--- Start of Record set ---

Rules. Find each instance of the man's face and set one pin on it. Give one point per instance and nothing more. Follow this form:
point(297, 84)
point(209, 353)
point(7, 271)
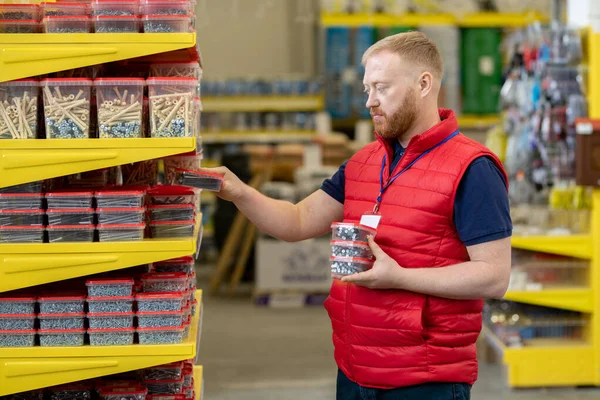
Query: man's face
point(392, 91)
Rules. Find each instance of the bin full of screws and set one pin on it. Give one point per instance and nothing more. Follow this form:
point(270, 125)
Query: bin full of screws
point(111, 337)
point(61, 304)
point(120, 102)
point(67, 107)
point(110, 304)
point(171, 106)
point(109, 287)
point(62, 321)
point(61, 337)
point(110, 320)
point(166, 335)
point(18, 103)
point(349, 265)
point(24, 338)
point(153, 302)
point(351, 232)
point(121, 232)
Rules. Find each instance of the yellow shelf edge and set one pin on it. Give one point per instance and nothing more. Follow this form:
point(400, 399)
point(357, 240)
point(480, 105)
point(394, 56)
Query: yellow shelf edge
point(262, 103)
point(29, 368)
point(25, 55)
point(28, 160)
point(579, 246)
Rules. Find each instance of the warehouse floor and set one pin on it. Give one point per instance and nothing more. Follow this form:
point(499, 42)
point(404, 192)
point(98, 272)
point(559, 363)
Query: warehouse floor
point(257, 353)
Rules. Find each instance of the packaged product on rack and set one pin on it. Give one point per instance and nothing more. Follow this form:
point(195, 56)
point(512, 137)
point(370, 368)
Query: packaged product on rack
point(18, 106)
point(171, 106)
point(120, 102)
point(67, 107)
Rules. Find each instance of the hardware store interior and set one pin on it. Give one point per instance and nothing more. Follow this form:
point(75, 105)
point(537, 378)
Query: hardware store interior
point(118, 115)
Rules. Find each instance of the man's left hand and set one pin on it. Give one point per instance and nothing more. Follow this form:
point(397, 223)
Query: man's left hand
point(385, 274)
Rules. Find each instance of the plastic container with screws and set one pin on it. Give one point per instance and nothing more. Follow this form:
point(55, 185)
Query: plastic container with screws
point(21, 201)
point(61, 337)
point(17, 322)
point(121, 215)
point(70, 233)
point(166, 282)
point(159, 319)
point(110, 320)
point(62, 321)
point(152, 302)
point(21, 217)
point(160, 335)
point(25, 338)
point(172, 229)
point(111, 337)
point(21, 234)
point(61, 304)
point(67, 108)
point(70, 216)
point(109, 287)
point(122, 304)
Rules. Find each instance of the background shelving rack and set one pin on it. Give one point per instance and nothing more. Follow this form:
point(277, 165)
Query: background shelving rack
point(22, 161)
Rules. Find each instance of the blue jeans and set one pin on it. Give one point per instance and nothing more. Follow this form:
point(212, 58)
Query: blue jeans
point(348, 390)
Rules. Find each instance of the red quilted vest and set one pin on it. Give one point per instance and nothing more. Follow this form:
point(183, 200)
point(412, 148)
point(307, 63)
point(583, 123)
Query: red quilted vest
point(393, 338)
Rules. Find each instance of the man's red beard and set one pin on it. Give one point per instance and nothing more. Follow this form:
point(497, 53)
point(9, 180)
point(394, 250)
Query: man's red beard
point(396, 125)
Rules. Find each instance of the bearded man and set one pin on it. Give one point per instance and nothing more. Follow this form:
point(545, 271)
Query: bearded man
point(406, 329)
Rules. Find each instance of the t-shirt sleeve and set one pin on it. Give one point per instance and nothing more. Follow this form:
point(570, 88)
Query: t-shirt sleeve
point(334, 186)
point(481, 207)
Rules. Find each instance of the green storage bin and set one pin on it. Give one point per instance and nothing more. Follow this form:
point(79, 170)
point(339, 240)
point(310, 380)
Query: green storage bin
point(481, 70)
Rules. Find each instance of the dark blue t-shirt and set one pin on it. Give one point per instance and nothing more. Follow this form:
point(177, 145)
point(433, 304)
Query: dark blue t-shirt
point(481, 209)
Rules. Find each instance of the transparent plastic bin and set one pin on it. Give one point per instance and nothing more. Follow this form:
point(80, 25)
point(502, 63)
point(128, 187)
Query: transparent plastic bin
point(70, 216)
point(70, 200)
point(21, 201)
point(67, 107)
point(340, 248)
point(61, 304)
point(70, 233)
point(17, 26)
point(122, 304)
point(61, 337)
point(121, 232)
point(149, 302)
point(115, 8)
point(159, 319)
point(62, 321)
point(21, 217)
point(351, 232)
point(17, 322)
point(121, 215)
point(172, 229)
point(349, 265)
point(21, 12)
point(67, 24)
point(64, 9)
point(200, 180)
point(120, 199)
point(166, 23)
point(111, 337)
point(166, 371)
point(109, 287)
point(120, 100)
point(166, 282)
point(19, 98)
point(171, 106)
point(185, 265)
point(25, 338)
point(174, 212)
point(21, 234)
point(15, 304)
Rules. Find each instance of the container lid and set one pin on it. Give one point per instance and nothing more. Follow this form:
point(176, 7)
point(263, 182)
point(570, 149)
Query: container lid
point(116, 281)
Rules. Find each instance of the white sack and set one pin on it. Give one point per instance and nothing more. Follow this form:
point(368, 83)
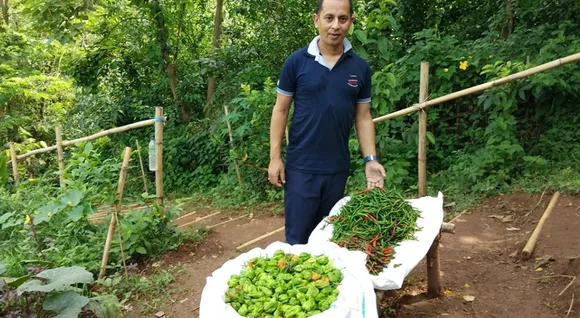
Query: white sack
point(356, 299)
point(409, 253)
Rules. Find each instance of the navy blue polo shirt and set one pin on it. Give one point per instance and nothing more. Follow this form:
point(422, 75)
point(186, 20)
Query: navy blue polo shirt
point(325, 100)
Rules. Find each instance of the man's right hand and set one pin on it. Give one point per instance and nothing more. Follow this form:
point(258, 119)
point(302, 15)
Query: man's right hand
point(276, 173)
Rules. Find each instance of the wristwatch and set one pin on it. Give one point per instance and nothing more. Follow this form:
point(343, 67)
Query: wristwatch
point(370, 158)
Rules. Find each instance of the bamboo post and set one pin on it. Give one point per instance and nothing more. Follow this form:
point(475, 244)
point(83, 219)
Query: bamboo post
point(159, 154)
point(120, 189)
point(529, 248)
point(60, 155)
point(14, 163)
point(142, 168)
point(423, 93)
point(238, 173)
point(480, 88)
point(433, 271)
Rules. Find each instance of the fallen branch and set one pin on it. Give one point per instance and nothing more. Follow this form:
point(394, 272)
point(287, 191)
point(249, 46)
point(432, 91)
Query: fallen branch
point(528, 249)
point(260, 238)
point(568, 286)
point(225, 222)
point(537, 204)
point(198, 220)
point(570, 308)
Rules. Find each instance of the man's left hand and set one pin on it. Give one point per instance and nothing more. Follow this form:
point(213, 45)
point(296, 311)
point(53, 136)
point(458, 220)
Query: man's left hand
point(375, 173)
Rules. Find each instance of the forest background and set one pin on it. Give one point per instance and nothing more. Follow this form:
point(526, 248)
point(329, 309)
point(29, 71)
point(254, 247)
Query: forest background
point(92, 65)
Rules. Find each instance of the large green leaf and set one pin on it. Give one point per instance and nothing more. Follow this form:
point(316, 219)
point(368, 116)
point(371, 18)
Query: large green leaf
point(74, 197)
point(13, 282)
point(57, 279)
point(76, 213)
point(67, 304)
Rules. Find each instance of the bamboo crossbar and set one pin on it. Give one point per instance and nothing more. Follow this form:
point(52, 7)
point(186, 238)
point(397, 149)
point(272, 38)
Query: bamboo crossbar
point(479, 88)
point(65, 143)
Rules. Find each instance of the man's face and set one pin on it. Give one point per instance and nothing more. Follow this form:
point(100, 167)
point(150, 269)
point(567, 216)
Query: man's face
point(333, 21)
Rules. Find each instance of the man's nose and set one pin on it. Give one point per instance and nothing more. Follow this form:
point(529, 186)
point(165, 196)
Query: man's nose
point(335, 23)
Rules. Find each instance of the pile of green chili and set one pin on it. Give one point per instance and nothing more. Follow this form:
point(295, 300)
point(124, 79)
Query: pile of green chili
point(375, 221)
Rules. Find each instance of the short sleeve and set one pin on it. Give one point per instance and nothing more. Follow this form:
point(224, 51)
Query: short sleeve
point(287, 81)
point(365, 92)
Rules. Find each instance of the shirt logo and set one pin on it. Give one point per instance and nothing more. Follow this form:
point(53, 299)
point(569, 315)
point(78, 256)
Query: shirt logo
point(353, 81)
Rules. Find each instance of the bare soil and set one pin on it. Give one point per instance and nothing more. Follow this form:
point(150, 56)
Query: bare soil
point(482, 259)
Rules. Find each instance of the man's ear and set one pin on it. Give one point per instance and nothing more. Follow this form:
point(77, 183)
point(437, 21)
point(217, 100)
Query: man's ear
point(315, 19)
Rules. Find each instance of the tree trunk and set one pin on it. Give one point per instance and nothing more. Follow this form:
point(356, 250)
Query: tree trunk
point(4, 6)
point(211, 85)
point(169, 66)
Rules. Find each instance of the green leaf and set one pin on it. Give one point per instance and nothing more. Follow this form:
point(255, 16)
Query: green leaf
point(88, 148)
point(13, 282)
point(430, 137)
point(74, 197)
point(56, 279)
point(361, 36)
point(383, 46)
point(68, 304)
point(76, 213)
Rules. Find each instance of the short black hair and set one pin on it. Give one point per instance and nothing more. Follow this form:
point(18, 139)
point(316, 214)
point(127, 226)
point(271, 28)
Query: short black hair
point(319, 6)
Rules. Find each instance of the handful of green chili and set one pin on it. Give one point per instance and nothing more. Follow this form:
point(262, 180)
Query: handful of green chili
point(375, 221)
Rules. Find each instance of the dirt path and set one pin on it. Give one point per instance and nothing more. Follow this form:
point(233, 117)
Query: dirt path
point(475, 262)
point(200, 261)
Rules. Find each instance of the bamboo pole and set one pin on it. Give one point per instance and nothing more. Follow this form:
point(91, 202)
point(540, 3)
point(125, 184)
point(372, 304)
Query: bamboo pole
point(142, 168)
point(480, 88)
point(120, 189)
point(423, 93)
point(65, 143)
point(14, 163)
point(433, 272)
point(159, 153)
point(529, 248)
point(60, 155)
point(238, 173)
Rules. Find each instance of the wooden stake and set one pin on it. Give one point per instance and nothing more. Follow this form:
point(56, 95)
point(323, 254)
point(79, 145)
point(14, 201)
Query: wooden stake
point(142, 168)
point(480, 88)
point(260, 238)
point(236, 166)
point(529, 248)
point(159, 152)
point(120, 189)
point(433, 272)
point(60, 155)
point(423, 93)
point(14, 163)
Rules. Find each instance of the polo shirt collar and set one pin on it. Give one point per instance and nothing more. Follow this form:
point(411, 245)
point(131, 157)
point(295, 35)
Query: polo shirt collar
point(313, 46)
point(314, 51)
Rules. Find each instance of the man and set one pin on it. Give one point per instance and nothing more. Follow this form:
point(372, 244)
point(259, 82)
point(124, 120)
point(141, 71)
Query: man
point(331, 88)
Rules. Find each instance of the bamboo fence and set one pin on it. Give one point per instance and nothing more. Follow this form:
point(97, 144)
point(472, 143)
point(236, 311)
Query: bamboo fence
point(433, 266)
point(157, 122)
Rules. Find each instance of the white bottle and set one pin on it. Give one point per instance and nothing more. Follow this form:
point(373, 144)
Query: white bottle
point(152, 155)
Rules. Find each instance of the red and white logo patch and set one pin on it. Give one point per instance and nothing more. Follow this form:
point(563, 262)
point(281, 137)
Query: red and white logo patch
point(353, 81)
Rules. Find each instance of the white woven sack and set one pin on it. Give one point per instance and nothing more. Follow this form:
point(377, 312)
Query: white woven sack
point(356, 299)
point(409, 253)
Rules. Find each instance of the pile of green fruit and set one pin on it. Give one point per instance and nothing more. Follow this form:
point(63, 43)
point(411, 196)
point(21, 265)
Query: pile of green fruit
point(285, 285)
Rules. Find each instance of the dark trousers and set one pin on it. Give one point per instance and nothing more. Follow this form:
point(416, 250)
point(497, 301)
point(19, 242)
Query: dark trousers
point(308, 198)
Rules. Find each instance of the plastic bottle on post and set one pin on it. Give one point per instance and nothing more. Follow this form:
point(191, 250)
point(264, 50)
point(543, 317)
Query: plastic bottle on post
point(152, 155)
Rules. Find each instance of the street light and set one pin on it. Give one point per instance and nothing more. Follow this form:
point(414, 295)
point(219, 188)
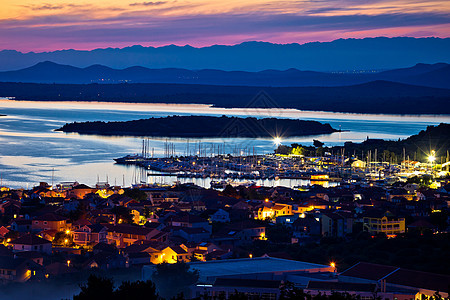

--- End of Record set ---

◆ The task ◆
Pick out every line in the items above that contains the word "navy", and copy each one.

◆ Task output ◆
Rules. Find each instance of the navy blue polo shirt and set one pin on it. Give one point per instance and nothing more. Follow this form:
Query: navy blue polo shirt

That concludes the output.